Continue the forum thread below about choosing between an HDMI splitter and a second HD receiver, starting right after its last sentence.
*** Opening of Text ***
# HDMI Splitter or another HD Receiver



## hehateme (Jan 27, 2008)

I am finishing my basement. I have 1 HD receiver model H23-600.
Basement will have home theater with a projector. 
Basement will also have a Gym that has a TV.
When I did my wiring I was thinking of getting a receiver with 2 HDMI outputs.
So while running the wiring I ran 1 HDMI from the media closet to the projector.
I also ran a 75 feet from media closet to the gym. It is a long run but the guys who did the wiring will stand behind it and fix any issues we might see.
I also ran 3 cat 6 wires from the media closet to the gym.

I have found a receiver that I like very much but it has only 1 HDMI output.
The projector will be used for watching movies most of the time but I do watch sports sometimes. I will watch TV more frequently in the gym. I am trying to figure out what to do.

Option 1:
Get a HDMI splitter. I will connect this splitter to the output of my receiver.
One HDMI will go to the projector and other to my TV.
I have concerns about quality loss and reliability of the splitter. If there is something reliable out there I am willing to spend money on it.

Option 2:
Get a new HD receiver that is dedicated to the TV in the gym.
My BluRay player has 2 HDMI outputs. I will have to get a switch where I can input HDMI from the new DirecTV HD receiver and HDMI from the bluRay.
This option will require buying a new receiver, a switch and monthly cost for the HD receiver.

Optoin 3:
Is there another solution I should consider?


Thanks


----------



## spartanstew (Nov 16, 2005)

HD Receiver = A/V Receiver?

You didn't run Smurf Tube?

It seems you're using the term Receiver a few times to mean different pieces of equipment, so I'm not really clear on what you're trying to do.

Are you talking about plugging all equipment into an A/V Receiver and then sending that output to two locations? If so, I'm not sure what your Blu Ray player or Directv receiver has to do with it.

If the above is accurate, I would go with a splitter, but keep in mind you won't be able to use both displays at the same time.


----------



## Beerstalker (Feb 9, 2009)

I think he is talking about both.

He is wondering if it would be better to have one DirecTV HD receiver hooked up to his A/V receiver, then use a HDMI splitter from his A/V receivers output to send the signal to both his theater room, and his Gym.

Or would he be better off just getting another DirecTV receiver and installing it in his gym.

I personally would recommend the second option as it allows for independant tuning of the DirecTV stations in the two rooms, and you don't have to worry about the possibility of the 75 foot HDMI run having issues, or the HDMI splitter acting up and having handshake issues. However, this will cost him an extra $6/month mirroring fee for the additional receiver (along with possibly more money up front for the lease fee).


----------



## Jeremy W (Jun 19, 2006)

Using an HDMI splitter is always just asking for trouble. They should be avoided at all costs.


----------



## spartanstew (Nov 16, 2005)

So, if I'm understanding what you'd like to do, here's what I would do:

Get a second D* HD Receivere for the gym. Connect it to the display using component and RCA.
*** Close of Text ***
*** Opening of Given data ***
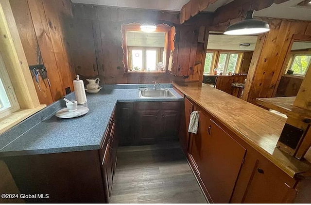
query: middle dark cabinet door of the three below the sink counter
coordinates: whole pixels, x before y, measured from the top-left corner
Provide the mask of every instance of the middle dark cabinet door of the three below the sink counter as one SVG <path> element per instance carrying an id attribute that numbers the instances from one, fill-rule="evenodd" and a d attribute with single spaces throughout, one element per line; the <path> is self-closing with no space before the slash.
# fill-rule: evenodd
<path id="1" fill-rule="evenodd" d="M 147 144 L 155 142 L 159 136 L 162 125 L 162 117 L 159 111 L 136 111 L 135 114 L 135 142 L 136 144 Z"/>

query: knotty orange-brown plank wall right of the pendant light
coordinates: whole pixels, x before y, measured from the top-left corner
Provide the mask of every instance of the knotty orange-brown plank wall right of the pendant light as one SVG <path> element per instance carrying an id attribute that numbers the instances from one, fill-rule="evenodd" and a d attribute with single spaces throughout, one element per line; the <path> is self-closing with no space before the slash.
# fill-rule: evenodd
<path id="1" fill-rule="evenodd" d="M 258 61 L 251 63 L 245 84 L 243 99 L 255 104 L 256 98 L 274 97 L 283 76 L 283 63 L 294 34 L 311 36 L 310 21 L 265 19 L 270 32 L 262 37 L 261 46 L 256 46 L 254 55 Z M 254 59 L 254 57 L 253 57 Z M 285 71 L 284 71 L 285 72 Z"/>

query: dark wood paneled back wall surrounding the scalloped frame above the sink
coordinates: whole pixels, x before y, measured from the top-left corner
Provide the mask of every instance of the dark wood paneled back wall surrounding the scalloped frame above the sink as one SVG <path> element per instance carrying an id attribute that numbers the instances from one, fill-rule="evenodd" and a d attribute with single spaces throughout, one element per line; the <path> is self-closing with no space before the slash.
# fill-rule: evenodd
<path id="1" fill-rule="evenodd" d="M 185 33 L 198 32 L 200 26 L 208 25 L 212 22 L 212 18 L 205 18 L 205 21 L 196 21 L 202 19 L 202 15 L 193 18 L 192 21 L 187 22 L 189 25 L 180 25 L 178 13 L 158 12 L 152 10 L 135 10 L 135 9 L 111 9 L 103 6 L 89 6 L 85 4 L 72 5 L 73 20 L 68 19 L 66 22 L 67 30 L 66 36 L 70 39 L 70 56 L 76 73 L 81 75 L 82 79 L 99 77 L 101 83 L 115 84 L 115 83 L 152 83 L 154 81 L 161 83 L 170 83 L 173 80 L 184 80 L 183 76 L 188 74 L 171 75 L 166 74 L 129 74 L 125 72 L 125 67 L 122 62 L 123 50 L 121 48 L 123 38 L 121 35 L 121 25 L 129 23 L 146 23 L 153 22 L 155 24 L 165 23 L 170 26 L 175 26 L 177 36 L 188 38 L 190 35 Z M 200 25 L 198 24 L 200 22 Z M 205 30 L 204 30 L 205 31 Z M 180 32 L 185 32 L 179 35 Z M 175 37 L 175 50 L 173 54 L 173 66 L 177 66 L 177 61 L 184 59 L 181 66 L 184 66 L 187 71 L 189 69 L 189 61 L 194 58 L 202 56 L 204 49 L 201 49 L 198 44 L 198 34 L 191 42 L 187 39 L 189 46 L 184 44 L 178 45 L 180 39 Z M 181 39 L 182 41 L 182 39 Z M 199 55 L 197 55 L 197 47 L 199 47 Z M 191 52 L 190 52 L 191 49 Z M 180 52 L 178 52 L 180 50 Z M 186 53 L 187 52 L 187 53 Z M 181 58 L 183 55 L 188 58 Z M 177 60 L 177 55 L 180 58 Z M 190 59 L 192 56 L 193 59 Z M 186 62 L 186 60 L 188 61 Z M 188 64 L 187 64 L 188 63 Z M 186 65 L 187 64 L 187 65 Z M 189 66 L 189 67 L 188 67 Z M 199 80 L 203 70 L 198 66 L 194 67 L 193 74 L 189 75 L 188 80 Z"/>

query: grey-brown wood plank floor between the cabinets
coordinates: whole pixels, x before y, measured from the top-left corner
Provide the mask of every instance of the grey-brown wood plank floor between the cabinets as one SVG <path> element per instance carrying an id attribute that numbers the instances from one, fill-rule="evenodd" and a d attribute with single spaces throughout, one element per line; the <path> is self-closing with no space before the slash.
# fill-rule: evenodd
<path id="1" fill-rule="evenodd" d="M 110 203 L 207 203 L 178 143 L 119 147 Z"/>

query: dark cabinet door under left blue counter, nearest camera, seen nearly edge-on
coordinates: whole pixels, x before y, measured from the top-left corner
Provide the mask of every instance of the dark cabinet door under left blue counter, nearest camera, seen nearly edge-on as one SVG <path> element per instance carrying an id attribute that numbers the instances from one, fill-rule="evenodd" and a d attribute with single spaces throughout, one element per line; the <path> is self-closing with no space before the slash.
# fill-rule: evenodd
<path id="1" fill-rule="evenodd" d="M 102 175 L 104 180 L 104 191 L 107 203 L 109 203 L 113 183 L 113 165 L 110 153 L 110 142 L 107 143 L 104 160 L 102 162 Z"/>

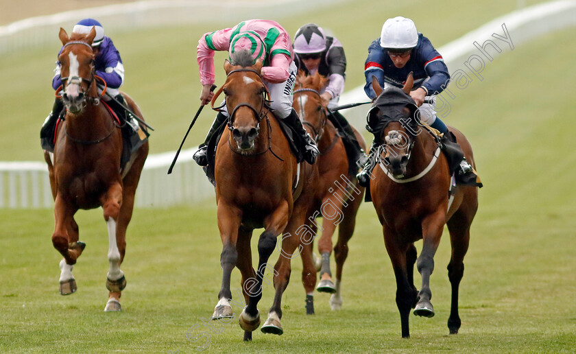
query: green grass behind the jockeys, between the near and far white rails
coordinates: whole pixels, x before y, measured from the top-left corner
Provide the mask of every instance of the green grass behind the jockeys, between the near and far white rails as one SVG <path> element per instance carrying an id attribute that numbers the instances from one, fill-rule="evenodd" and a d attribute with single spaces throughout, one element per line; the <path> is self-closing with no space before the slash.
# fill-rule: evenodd
<path id="1" fill-rule="evenodd" d="M 525 1 L 526 5 L 538 2 Z M 280 22 L 292 36 L 300 25 L 315 22 L 339 38 L 348 59 L 347 87 L 350 89 L 363 84 L 368 45 L 380 36 L 382 23 L 388 17 L 400 14 L 411 17 L 418 30 L 431 38 L 435 47 L 441 47 L 490 19 L 514 10 L 516 4 L 515 0 L 483 0 L 466 5 L 457 0 L 435 3 L 355 0 L 298 16 L 278 14 L 272 19 Z M 215 16 L 212 25 L 191 24 L 109 34 L 125 66 L 122 89 L 136 100 L 149 124 L 156 128 L 150 138 L 151 154 L 176 150 L 199 107 L 201 86 L 195 60 L 198 38 L 205 32 L 235 24 L 218 23 Z M 57 27 L 53 33 L 50 43 L 0 56 L 3 82 L 0 161 L 42 161 L 38 132 L 52 107 L 52 70 L 61 47 Z M 215 57 L 218 85 L 224 82 L 222 63 L 226 56 L 219 52 Z M 184 147 L 204 141 L 214 116 L 210 109 L 204 109 Z"/>

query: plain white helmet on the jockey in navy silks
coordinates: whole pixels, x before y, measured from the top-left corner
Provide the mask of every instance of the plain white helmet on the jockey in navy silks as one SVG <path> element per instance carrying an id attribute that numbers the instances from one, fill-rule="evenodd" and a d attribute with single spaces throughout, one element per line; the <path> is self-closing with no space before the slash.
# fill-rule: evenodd
<path id="1" fill-rule="evenodd" d="M 380 46 L 384 49 L 412 49 L 418 44 L 418 31 L 411 19 L 387 19 L 382 26 Z"/>

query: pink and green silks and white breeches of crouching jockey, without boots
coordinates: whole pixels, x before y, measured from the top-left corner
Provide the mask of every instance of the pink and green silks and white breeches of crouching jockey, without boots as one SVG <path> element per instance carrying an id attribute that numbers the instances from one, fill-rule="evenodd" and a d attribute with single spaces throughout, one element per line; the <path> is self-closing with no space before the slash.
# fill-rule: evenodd
<path id="1" fill-rule="evenodd" d="M 256 36 L 250 36 L 250 32 Z M 248 33 L 248 35 L 247 35 Z M 204 34 L 198 41 L 197 62 L 202 85 L 215 82 L 214 51 L 245 49 L 245 38 L 255 43 L 254 59 L 263 59 L 262 78 L 266 85 L 272 110 L 279 118 L 287 117 L 292 108 L 292 86 L 296 79 L 296 65 L 293 63 L 292 41 L 286 30 L 275 21 L 248 20 L 232 28 L 224 28 Z M 235 46 L 230 47 L 231 44 Z M 250 49 L 250 47 L 248 47 Z"/>

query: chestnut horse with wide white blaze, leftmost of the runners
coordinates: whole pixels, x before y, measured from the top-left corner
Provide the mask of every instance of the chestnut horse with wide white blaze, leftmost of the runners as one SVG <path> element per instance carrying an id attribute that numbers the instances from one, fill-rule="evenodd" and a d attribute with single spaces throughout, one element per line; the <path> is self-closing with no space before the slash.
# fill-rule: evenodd
<path id="1" fill-rule="evenodd" d="M 60 261 L 60 294 L 77 290 L 72 268 L 86 246 L 78 241 L 74 215 L 79 209 L 102 207 L 108 226 L 110 262 L 106 278 L 108 302 L 104 311 L 120 311 L 119 299 L 126 285 L 120 269 L 126 247 L 125 233 L 132 218 L 134 194 L 148 154 L 148 142 L 141 145 L 121 169 L 123 141 L 119 121 L 113 119 L 103 104 L 96 85 L 91 46 L 95 35 L 92 29 L 89 34 L 73 33 L 69 37 L 60 28 L 59 37 L 64 47 L 58 60 L 67 113 L 56 128 L 53 155 L 45 151 L 44 156 L 54 198 L 56 226 L 52 244 L 64 257 Z M 133 112 L 142 117 L 134 101 L 124 96 Z"/>

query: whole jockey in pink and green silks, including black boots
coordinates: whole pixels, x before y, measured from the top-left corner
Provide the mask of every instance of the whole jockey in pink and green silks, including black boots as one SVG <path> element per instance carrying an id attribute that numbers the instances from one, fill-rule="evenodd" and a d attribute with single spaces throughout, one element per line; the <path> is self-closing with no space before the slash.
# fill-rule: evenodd
<path id="1" fill-rule="evenodd" d="M 202 35 L 198 41 L 197 62 L 200 67 L 202 93 L 200 102 L 208 104 L 214 97 L 210 91 L 215 82 L 214 53 L 228 51 L 230 58 L 237 51 L 248 50 L 254 62 L 263 62 L 262 80 L 269 92 L 270 108 L 278 119 L 282 119 L 299 136 L 300 151 L 304 160 L 314 163 L 318 149 L 310 135 L 304 130 L 296 111 L 292 108 L 292 88 L 296 80 L 296 64 L 293 62 L 292 41 L 286 30 L 278 23 L 269 20 L 242 21 L 232 28 L 224 28 Z M 234 63 L 232 63 L 234 64 Z M 218 113 L 206 136 L 193 158 L 200 166 L 206 166 L 208 142 L 217 134 L 228 119 L 226 107 Z"/>

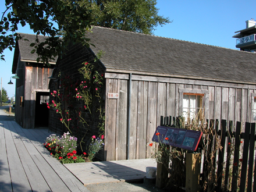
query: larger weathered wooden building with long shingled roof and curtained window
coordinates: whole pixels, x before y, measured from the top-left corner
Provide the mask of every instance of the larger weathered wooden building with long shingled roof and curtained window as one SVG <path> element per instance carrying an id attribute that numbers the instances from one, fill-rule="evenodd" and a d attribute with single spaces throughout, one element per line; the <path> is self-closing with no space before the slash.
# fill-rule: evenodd
<path id="1" fill-rule="evenodd" d="M 189 120 L 204 109 L 207 119 L 256 120 L 251 52 L 103 27 L 87 36 L 95 47 L 73 45 L 56 67 L 76 79 L 82 62 L 104 52 L 106 161 L 148 158 L 146 146 L 161 116 Z M 49 120 L 49 129 L 62 131 L 54 113 Z"/>

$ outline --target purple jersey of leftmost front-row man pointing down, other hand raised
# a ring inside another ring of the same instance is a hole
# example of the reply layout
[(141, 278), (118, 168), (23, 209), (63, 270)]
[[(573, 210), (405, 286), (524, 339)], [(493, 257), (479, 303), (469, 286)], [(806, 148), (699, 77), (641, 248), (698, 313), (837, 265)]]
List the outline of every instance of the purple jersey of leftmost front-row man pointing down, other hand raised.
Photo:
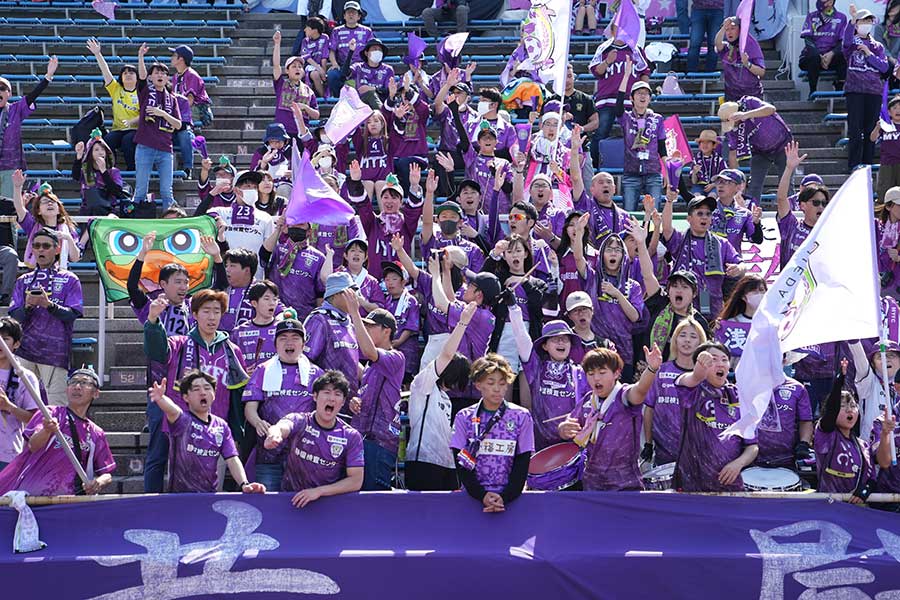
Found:
[(237, 456), (231, 428), (221, 417), (202, 421), (183, 410), (169, 423), (169, 491), (215, 493), (219, 456)]

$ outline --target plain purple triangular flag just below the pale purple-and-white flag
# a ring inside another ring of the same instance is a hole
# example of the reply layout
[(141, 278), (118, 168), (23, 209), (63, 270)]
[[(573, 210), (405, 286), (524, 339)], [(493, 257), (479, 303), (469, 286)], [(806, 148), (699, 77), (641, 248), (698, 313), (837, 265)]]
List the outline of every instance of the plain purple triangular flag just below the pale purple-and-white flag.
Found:
[(284, 211), (288, 225), (318, 223), (319, 225), (346, 225), (355, 214), (340, 194), (322, 181), (319, 173), (309, 162), (309, 153), (303, 156), (294, 149), (291, 157), (294, 187), (291, 199)]

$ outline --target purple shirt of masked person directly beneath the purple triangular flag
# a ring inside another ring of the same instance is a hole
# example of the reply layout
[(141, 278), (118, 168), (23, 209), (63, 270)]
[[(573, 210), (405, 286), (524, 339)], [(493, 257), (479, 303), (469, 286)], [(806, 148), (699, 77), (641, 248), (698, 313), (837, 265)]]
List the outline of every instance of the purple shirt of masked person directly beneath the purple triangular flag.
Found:
[[(319, 273), (325, 255), (304, 242), (303, 248), (282, 235), (269, 261), (269, 279), (278, 286), (281, 299), (297, 311), (302, 321), (316, 307), (316, 299), (325, 292)], [(288, 262), (293, 256), (293, 264)], [(285, 274), (285, 271), (287, 273)]]

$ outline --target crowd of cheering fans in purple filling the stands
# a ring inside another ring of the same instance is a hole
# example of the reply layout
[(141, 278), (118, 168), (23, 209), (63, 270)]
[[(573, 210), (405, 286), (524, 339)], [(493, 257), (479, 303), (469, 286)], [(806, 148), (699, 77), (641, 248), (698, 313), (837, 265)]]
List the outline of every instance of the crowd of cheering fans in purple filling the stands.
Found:
[[(595, 6), (577, 3), (578, 22), (596, 26)], [(887, 10), (886, 44), (868, 11), (851, 7), (848, 18), (826, 0), (807, 17), (801, 62), (813, 90), (822, 70), (837, 72), (851, 168), (873, 162), (879, 137), (883, 157), (897, 154), (897, 138), (875, 125), (896, 63), (885, 46), (896, 47), (897, 6)], [(274, 32), (272, 123), (243, 171), (227, 157), (194, 167), (192, 128), (214, 117), (189, 47), (172, 48), (169, 65), (148, 66), (144, 45), (138, 64), (114, 76), (101, 44), (88, 42), (113, 100), (113, 126), (75, 149), (81, 214), (127, 216), (124, 206), (146, 204), (157, 171), (163, 216), (185, 217), (172, 194), (178, 154), (197, 174), (195, 214), (217, 223), (217, 236), (200, 240), (214, 264), (212, 289), (188, 296), (187, 269), (171, 264), (149, 291), (142, 269), (155, 233), (140, 240), (128, 278), (151, 382), (147, 492), (212, 492), (227, 467), (226, 489), (291, 491), (304, 506), (397, 486), (400, 460), (408, 489), (463, 487), (486, 512), (499, 512), (522, 492), (533, 453), (569, 441), (584, 449), (578, 486), (586, 490), (642, 489), (642, 464), (670, 463), (678, 489), (741, 490), (748, 467), (797, 470), (815, 458), (820, 490), (851, 493), (854, 502), (875, 490), (900, 492), (888, 443), (900, 414), (892, 387), (872, 439), (854, 433), (857, 402), (881, 389), (881, 355), (870, 341), (810, 350), (773, 390), (758, 437), (719, 438), (740, 417), (730, 379), (739, 357), (716, 333), (723, 321), (749, 322), (767, 289), (740, 252), (742, 242), (763, 239), (765, 177), (773, 167), (781, 174), (782, 266), (830, 199), (814, 174), (792, 195), (806, 155), (763, 99), (759, 45), (750, 37), (739, 51), (746, 24), (723, 20), (721, 1), (695, 3), (688, 59), (698, 64), (705, 34), (706, 69), (719, 66), (725, 84), (721, 133), (700, 134), (683, 176), (664, 166), (652, 64), (622, 40), (598, 47), (593, 97), (575, 89), (570, 65), (564, 97), (542, 88), (529, 104), (496, 87), (473, 89), (477, 65), (461, 65), (443, 43), (435, 73), (410, 61), (397, 77), (384, 57), (402, 50), (381, 42), (364, 17), (354, 1), (336, 27), (310, 16), (286, 59)], [(517, 56), (510, 73), (540, 85)], [(84, 309), (79, 280), (59, 259), (77, 260), (85, 238), (49, 186), (23, 189), (22, 119), (56, 67), (52, 59), (45, 79), (14, 103), (0, 79), (0, 193), (26, 233), (29, 265), (16, 280), (3, 269), (9, 316), (0, 336), (27, 377), (37, 376), (52, 416), (35, 414), (35, 399), (0, 355), (0, 466), (9, 463), (0, 492), (95, 493), (115, 468), (103, 432), (87, 419), (100, 377), (68, 374), (73, 322)], [(318, 102), (344, 85), (374, 112), (347, 139), (329, 140), (314, 126)], [(900, 123), (900, 102), (890, 111)], [(440, 129), (434, 153), (429, 123)], [(623, 136), (624, 210), (616, 179), (594, 167), (614, 124)], [(355, 209), (346, 225), (285, 220), (297, 152), (308, 152)], [(133, 192), (117, 162), (136, 171)], [(750, 166), (749, 181), (741, 164)], [(896, 321), (900, 170), (887, 167), (873, 218), (884, 311)], [(673, 219), (680, 202), (684, 230)], [(629, 214), (639, 209), (642, 218)], [(898, 367), (900, 347), (891, 343), (891, 381)], [(54, 434), (74, 446), (87, 483), (49, 443)]]

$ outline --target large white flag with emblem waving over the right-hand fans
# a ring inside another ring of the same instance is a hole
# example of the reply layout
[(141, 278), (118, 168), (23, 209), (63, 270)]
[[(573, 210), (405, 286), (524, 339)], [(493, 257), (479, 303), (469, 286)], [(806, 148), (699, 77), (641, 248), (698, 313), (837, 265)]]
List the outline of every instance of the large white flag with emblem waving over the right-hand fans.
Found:
[(865, 167), (837, 191), (763, 297), (736, 372), (741, 418), (723, 436), (755, 435), (772, 390), (784, 381), (783, 352), (878, 336), (872, 214), (872, 173)]

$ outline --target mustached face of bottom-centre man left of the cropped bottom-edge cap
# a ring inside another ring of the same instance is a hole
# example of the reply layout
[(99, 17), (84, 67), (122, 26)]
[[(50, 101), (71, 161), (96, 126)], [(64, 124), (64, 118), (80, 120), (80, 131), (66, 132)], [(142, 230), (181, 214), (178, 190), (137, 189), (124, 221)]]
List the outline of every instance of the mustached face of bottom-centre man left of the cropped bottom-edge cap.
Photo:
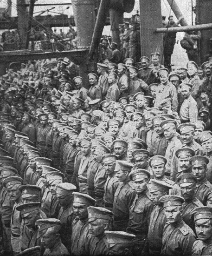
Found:
[(88, 220), (88, 232), (91, 236), (101, 236), (104, 234), (104, 230), (107, 229), (108, 223), (106, 220), (96, 219), (95, 221)]

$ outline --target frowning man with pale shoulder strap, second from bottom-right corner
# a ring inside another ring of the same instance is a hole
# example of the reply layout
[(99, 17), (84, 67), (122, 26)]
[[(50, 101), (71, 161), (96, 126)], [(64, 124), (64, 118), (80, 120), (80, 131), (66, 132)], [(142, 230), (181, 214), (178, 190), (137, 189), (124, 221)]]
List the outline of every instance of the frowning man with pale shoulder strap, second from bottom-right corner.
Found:
[(184, 199), (177, 195), (164, 195), (160, 198), (160, 202), (164, 204), (167, 218), (163, 229), (161, 256), (191, 255), (195, 235), (182, 219)]

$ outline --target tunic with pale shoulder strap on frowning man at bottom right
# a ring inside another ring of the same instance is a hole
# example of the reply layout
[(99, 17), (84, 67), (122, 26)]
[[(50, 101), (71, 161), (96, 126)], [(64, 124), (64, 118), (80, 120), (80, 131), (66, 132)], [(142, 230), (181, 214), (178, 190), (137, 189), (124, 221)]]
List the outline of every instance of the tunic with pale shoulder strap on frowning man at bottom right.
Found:
[(166, 223), (163, 230), (161, 256), (190, 256), (195, 241), (193, 230), (182, 220)]

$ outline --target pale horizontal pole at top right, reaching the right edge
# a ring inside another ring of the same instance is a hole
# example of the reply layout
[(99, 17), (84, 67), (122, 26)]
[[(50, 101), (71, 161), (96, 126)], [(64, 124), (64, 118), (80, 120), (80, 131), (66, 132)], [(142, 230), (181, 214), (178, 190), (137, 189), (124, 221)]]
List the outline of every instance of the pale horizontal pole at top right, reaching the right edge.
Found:
[(155, 30), (156, 33), (166, 33), (166, 32), (184, 32), (184, 31), (196, 31), (196, 30), (209, 30), (212, 29), (212, 23), (200, 24), (194, 26), (185, 27), (162, 27)]

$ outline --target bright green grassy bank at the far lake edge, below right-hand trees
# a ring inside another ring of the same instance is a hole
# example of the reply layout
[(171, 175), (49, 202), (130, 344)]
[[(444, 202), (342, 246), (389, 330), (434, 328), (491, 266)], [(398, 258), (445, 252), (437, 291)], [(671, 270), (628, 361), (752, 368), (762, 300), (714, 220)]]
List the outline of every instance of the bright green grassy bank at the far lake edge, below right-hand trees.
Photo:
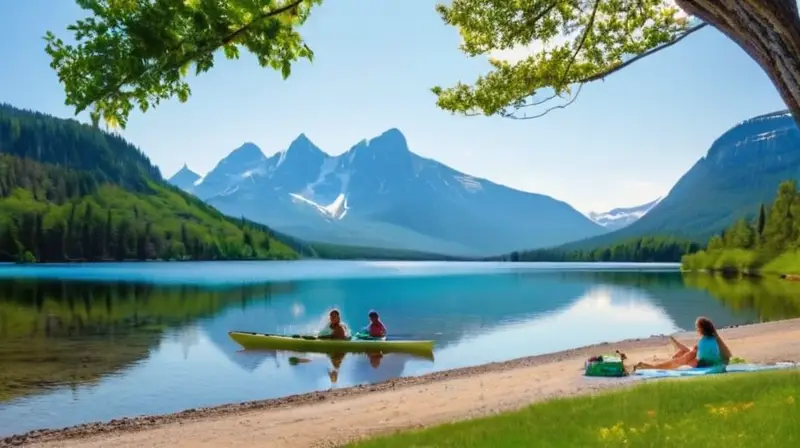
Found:
[(778, 256), (747, 249), (701, 250), (681, 259), (685, 271), (738, 272), (761, 275), (800, 275), (800, 252)]

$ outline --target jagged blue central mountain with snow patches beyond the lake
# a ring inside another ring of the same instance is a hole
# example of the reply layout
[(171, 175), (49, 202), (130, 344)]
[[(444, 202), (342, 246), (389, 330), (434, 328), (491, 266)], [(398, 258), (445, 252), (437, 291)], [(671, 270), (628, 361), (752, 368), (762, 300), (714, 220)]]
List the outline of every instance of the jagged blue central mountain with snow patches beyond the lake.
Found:
[(185, 190), (317, 242), (483, 255), (606, 231), (564, 202), (420, 157), (397, 129), (338, 156), (304, 134), (270, 157), (247, 143)]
*** Close of Given data ***
§ Result below
Run one HDMI from the BD player to the A/V Receiver in the theater. Run the other HDMI from the BD player to the display in the gym.

This will allow you to watch Blu Ray in both rooms and D* in both rooms.


----------



## rakstr (Aug 23, 2007)

Jeremy W said:


> Using an HDMI splitter is always just asking for trouble. They should be avoided at all costs.


This is true for passive splitters but distribution amplifiers are another topic. They work just fine. I've been using them for years for just this purpose, 3 DVRs, 10 TVs in the house. Only thing to note is the HDMI disti amp will negotiate to the lowest common resolution of the equipment pluged in so if you've got one 720P hanging on a group of 1080P TVs, the source will be told the signal can only support 720P.

Never used this model but Ive used the HDMI1.3 version from then without problems.

http://www.monoprice.com/products/p...d=1011301&p_id=6192&seq=1&format=1#largeimage


----------



## Jeremy W (Jun 19, 2006)

rakstr said:


> This is true for passive splitters but distribution amplifiers are another topic.


Agreed.


----------



## hehateme (Jan 27, 2008)

I do have smurf tube between my media closet and the projector.
What I have decided to do is this:

Plan A
My projector Benq W6000 takes 2 HDMI inputs.
I will run 1 HDMI from Panny BluRay to the projector.
I will run 2nd HDMI from Panny BluRay to the AV Receiver.
I will get the mono price splitter and connect it to the DirecTV HD Receiver.
One output of splitter will go directly to the Projector.
One output of the splitter will go the AV Receiver.

Finally single HDMI output from the AV receiver will go to the Gym TV.
Both my Gym TV and Projector are 1080p

If I have any issues I will return the splitter and get another AV receiver.
Reason why I am trying to avoid buying a second AV receiver is because I will rarely watch TV on the projector. In gym I will watch TV whenever I work out. If I and any concerns about not being able to use both Projector and TV at the same time I would not have hesitated buying another receiver.

Thanks


----------



## Jodean (Jul 17, 2010)

Again, the cheap splitters are a PITA. I tried that first, if i hooked things up in the correct order i could get audio and video on both screens. If i just turned things on, i got video to the PJ and Tv but no audio. Sometimes audio and no video. It just cant synch correctly. Only way to get both working at once was unhook the PJ's hdmi cable, then plug it back in while the TV had just synched

I went with a HMDI switch on my setup, I'm either watching the theater, or the Flat screen, never both at same time so works great. 

I have a Benq W500 in my theater and love it, im sure yours is even nicer!


----------



## Jeremy W (Jun 19, 2006)

Jodean said:


> Again, the cheap splitters are a PITA.


Always. A complete waste of time.


----------



## spartanstew (Nov 16, 2005)

hehateme said:


> I do have smurf tube between my media closet and the projector.
> What I have decided to do is this:
> 
> Plan A
> ...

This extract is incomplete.